*** Excerpt to read Section Begins ***

Wednesday, January 01, 2014

A possible opportunity for private equity investment


If you follow biotech and pharma you know that in recent months the FDA has rejected several high profile drugs. These were late or later stage drugs for some very profitable indications, with reasonable amounts of life left on the patents. The reason for the rejections were for side effects that were highly unpleasant or lethal, but very rare, or the drug worked really well but only for certain people. These are necessarily insurmountable problems; given the ever decreasing cost of DNA sequencing it will soon be possible to find variants and or other biomarkers to predict who should get the drug with enough certainty for the FDA to approve the drug and for CMS to pay for the companion diagnostic. You might be thinking this is old news, and you are right, I’ll been chatting with people about doing this for 5-6 years.

The difference is right now we are in the sweet spot for this type of activity, since the necessary sequencing technologies needed aren’t ready yet but should be there soon, so the investors will only have to sit on the IP for a year or two. This means it is not yet prohibitively expense for a fund to pick up the rights to a few late stage failed drugs or biologicals for 10-25 cents on the dollar. Then in the 2015-16 timeframe hire CROs or academic labs to figure out the companion diagnostic for predicting who should or shouldn’t get the drug and bring the drug to market in the 2018 timeframe (this assumes you have the ability to market and distribute the drug without eating up the profits.) Less risky but also potentially less profitable would be to develop the companion diagnostic and selling it and rights to the drug either back or to a third party, and letting them bring the drug and companion diagnostic to market. However, the window is closing since once the sequencing technologies are mature enough to actually be useful the drug companies themselves will do this, or hire special CROs to salvage drugs. If you are reading this a couple years from now, and think this seems similar to something you read in Forbes/WSJ or saw on TV, then it is way too late. (Hopefully by then we’ll start with the diagnostic and make the drug.)

*** Excerpt to read Section Ends ***

● Exercise description
Using the post on private equity investment in failed drugs, mark each statement yes or no and quote the words that decide it. (a) The FDA rejected the drugs because they did not work for anyone. (b) A fund could acquire rights to failed drugs for 10-25 cents on the dollar. (c) Developing and selling the companion diagnostic is riskier than bringing the drug to market.

*** Provided data Section Begins ***

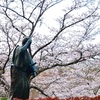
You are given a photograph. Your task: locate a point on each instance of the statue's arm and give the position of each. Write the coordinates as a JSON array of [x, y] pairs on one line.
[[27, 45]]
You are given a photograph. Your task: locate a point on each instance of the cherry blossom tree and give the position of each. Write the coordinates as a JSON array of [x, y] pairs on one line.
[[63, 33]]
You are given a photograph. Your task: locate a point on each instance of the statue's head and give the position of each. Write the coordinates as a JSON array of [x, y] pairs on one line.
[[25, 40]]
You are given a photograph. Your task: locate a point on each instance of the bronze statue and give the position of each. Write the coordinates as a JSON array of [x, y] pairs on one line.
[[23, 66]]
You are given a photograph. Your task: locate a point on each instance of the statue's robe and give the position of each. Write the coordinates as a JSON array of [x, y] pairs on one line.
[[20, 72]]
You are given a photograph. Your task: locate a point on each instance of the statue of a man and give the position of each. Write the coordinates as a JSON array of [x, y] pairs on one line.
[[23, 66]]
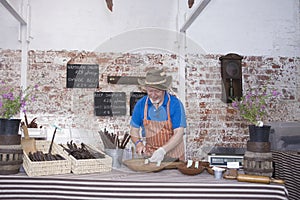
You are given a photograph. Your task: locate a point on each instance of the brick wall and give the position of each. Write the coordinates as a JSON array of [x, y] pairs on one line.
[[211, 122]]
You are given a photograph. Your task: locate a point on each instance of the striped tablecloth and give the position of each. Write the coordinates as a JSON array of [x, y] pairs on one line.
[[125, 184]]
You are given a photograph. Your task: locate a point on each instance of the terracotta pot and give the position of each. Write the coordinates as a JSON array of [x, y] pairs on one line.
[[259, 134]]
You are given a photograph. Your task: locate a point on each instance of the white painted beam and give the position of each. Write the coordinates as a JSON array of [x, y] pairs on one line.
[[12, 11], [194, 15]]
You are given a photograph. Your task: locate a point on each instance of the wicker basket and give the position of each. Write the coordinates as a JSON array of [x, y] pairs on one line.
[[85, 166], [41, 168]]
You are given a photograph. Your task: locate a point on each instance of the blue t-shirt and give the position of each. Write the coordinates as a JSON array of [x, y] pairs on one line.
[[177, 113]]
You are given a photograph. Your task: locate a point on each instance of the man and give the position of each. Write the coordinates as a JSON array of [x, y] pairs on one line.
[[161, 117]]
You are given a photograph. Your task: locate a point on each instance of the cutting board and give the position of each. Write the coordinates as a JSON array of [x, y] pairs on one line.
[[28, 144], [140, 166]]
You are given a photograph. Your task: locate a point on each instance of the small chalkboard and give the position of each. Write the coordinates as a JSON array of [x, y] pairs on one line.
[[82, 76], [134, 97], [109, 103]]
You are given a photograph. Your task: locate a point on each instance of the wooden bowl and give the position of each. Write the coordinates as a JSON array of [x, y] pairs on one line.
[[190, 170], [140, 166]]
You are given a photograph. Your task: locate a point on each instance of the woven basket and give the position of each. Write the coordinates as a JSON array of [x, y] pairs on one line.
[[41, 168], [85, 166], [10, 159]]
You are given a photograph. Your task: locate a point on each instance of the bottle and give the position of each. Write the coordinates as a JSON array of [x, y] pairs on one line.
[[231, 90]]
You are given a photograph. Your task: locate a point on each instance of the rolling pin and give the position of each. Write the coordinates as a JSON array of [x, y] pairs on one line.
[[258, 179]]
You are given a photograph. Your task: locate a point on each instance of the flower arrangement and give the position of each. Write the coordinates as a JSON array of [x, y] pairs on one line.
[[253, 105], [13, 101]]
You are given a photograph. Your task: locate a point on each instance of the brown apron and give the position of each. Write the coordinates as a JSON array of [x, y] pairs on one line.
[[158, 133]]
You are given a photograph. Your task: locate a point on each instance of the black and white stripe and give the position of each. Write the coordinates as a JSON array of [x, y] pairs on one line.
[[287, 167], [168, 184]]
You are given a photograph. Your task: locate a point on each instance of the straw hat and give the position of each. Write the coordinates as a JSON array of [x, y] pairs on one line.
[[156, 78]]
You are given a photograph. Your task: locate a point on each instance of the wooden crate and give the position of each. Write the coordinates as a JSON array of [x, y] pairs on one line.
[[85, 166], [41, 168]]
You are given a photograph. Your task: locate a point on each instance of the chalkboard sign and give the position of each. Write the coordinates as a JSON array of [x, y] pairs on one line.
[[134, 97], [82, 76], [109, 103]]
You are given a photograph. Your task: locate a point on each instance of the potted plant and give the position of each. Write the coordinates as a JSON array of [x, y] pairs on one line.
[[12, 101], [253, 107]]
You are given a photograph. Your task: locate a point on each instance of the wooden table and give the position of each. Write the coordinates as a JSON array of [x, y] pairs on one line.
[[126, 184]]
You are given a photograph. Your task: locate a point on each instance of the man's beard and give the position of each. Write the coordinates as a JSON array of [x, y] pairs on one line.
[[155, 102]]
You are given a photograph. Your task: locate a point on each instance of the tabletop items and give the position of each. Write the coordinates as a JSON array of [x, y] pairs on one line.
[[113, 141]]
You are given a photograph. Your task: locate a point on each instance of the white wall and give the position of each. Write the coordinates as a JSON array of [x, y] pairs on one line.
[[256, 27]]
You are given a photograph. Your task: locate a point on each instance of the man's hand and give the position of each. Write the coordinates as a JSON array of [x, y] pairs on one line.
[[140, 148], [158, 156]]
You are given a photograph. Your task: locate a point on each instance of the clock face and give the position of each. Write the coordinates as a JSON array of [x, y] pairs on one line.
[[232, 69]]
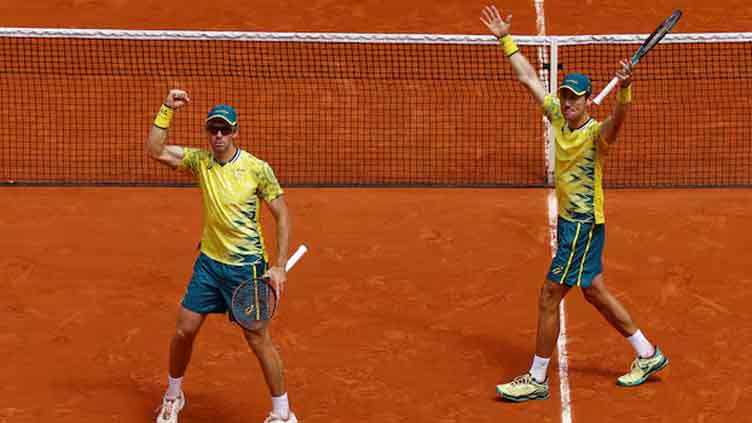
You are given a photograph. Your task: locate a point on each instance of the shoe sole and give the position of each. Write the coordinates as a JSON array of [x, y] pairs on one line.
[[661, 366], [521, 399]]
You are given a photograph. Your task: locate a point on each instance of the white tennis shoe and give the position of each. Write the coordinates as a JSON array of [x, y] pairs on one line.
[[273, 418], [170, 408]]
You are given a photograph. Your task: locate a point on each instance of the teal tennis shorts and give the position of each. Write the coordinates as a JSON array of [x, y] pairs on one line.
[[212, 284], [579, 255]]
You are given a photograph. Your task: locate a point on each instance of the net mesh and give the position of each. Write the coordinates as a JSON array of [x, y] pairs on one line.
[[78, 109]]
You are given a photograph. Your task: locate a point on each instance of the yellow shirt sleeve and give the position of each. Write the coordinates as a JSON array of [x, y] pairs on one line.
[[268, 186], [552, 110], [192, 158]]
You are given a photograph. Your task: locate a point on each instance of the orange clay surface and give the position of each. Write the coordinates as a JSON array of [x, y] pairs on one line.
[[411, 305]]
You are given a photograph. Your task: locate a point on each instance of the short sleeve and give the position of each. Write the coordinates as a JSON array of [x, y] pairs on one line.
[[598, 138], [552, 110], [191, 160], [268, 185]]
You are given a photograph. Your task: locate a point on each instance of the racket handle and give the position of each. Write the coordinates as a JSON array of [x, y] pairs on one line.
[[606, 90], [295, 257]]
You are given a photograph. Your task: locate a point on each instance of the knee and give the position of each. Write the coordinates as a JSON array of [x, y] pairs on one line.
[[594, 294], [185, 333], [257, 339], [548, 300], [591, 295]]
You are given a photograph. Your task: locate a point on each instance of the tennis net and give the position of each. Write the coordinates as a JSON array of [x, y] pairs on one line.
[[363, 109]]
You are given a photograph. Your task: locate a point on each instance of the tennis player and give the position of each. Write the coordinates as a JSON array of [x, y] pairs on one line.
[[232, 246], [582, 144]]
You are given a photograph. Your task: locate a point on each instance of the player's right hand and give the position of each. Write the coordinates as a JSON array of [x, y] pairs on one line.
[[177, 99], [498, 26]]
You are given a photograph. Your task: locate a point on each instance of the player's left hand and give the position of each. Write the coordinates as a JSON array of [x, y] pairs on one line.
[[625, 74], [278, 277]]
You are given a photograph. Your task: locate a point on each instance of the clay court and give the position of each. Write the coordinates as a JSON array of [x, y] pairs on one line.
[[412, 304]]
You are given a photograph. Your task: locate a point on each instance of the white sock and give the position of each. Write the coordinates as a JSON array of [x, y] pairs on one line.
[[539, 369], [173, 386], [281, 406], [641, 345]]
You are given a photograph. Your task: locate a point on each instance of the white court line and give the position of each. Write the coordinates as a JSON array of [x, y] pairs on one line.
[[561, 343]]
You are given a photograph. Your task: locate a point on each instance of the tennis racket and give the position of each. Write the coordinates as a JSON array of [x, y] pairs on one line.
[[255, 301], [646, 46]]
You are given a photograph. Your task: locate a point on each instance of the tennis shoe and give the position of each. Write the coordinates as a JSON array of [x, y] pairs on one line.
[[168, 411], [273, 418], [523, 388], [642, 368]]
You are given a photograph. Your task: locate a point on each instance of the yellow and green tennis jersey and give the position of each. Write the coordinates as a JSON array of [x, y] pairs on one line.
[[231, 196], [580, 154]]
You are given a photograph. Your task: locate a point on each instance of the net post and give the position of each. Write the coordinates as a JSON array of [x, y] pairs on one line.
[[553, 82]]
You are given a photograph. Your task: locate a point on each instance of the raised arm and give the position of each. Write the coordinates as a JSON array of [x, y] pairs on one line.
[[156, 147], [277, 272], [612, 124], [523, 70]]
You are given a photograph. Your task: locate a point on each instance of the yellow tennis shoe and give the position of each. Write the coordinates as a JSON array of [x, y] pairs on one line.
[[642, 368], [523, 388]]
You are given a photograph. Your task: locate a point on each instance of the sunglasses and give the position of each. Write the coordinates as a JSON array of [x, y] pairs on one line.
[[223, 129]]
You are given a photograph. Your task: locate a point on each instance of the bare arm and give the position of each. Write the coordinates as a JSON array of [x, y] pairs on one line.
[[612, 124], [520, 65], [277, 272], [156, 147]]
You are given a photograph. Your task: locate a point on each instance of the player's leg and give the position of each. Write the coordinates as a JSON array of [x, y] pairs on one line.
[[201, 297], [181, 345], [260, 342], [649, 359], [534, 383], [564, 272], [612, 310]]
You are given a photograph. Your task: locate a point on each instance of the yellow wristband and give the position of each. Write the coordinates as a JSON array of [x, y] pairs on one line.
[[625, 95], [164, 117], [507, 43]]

*** Provided data Section Ends ***

● Task solution
(a) No: "the drug worked really well but only for certain people"
(b) Yes: "pick up the rights to a few late stage failed drugs or biologicals for 10-25 cents on the dollar"
(c) No: "Less risky but also potentially less profitable would be to develop the companion diagnostic"